■ Task details ■
Set down all the records below, word for word.
+ + + + +
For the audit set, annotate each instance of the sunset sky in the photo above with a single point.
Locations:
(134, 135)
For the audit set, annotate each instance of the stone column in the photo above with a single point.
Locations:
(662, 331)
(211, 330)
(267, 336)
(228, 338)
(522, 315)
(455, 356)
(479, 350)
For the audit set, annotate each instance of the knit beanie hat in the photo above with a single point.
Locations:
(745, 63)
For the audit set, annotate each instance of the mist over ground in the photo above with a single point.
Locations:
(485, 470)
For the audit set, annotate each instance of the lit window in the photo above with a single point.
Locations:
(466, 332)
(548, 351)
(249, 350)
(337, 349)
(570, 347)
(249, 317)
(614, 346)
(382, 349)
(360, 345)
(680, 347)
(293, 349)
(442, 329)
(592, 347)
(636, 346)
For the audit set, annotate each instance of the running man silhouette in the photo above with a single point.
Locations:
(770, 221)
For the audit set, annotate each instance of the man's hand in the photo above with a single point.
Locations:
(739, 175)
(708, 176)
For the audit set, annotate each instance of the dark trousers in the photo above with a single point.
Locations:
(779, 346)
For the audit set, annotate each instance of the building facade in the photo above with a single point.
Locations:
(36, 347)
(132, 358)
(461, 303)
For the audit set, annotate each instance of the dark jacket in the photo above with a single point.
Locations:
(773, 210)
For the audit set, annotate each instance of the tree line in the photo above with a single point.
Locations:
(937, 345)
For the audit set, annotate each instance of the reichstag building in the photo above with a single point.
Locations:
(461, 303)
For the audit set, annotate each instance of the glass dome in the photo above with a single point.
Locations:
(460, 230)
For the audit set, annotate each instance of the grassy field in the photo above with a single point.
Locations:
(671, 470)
+ + + + +
■ Task solution ■
For the audit set, annotate each instance of the sunset sky in the photo above with a single point.
Locations:
(134, 135)
For the audit set, annotate each instance of the stone column in the photo above with a single point.
Locations:
(662, 331)
(211, 330)
(267, 336)
(228, 338)
(522, 315)
(455, 356)
(479, 350)
For the audit set, annotate each instance of the knit beanie hat in the photo above with a single point.
Locations:
(745, 63)
For the audit set, annotate each instance of the mist over ground in the photo above with a single point.
Locations:
(485, 470)
For the audit set, annotate each instance of the lit window in the photo above with a single point.
Locations:
(466, 332)
(548, 351)
(249, 350)
(337, 349)
(570, 347)
(249, 317)
(614, 346)
(382, 349)
(360, 345)
(680, 347)
(293, 349)
(442, 329)
(592, 347)
(636, 346)
For the audit set, annotate each instance of the running man silhouette in the photo above with a single point.
Locations:
(770, 221)
For the audit set, annotate each instance of the man's hand in the photo above with a single point.
Locations:
(739, 175)
(708, 176)
For the audit set, annotate each instance of the dark trousers in the photo above with a single point.
Locations:
(779, 346)
For the audit set, annotate each instance of the building facade in the photo above with a single point.
Locations:
(36, 347)
(132, 358)
(461, 303)
For the audit set, annotate each instance of the dark jacket in the photo above with a single point.
Locations:
(773, 210)
For the audit set, annotate each instance of the tree line in the photo above with a single point.
Locations:
(937, 345)
For the audit set, annotate each instance of the reichstag building in the photo above with a single point.
Locations:
(461, 303)
For the audit set, annotate each instance of the glass dome in the photo above with a single point.
Locations:
(460, 230)
For the audit set, annotate each instance of the grassy field in the photo above with a single point.
Locations:
(671, 470)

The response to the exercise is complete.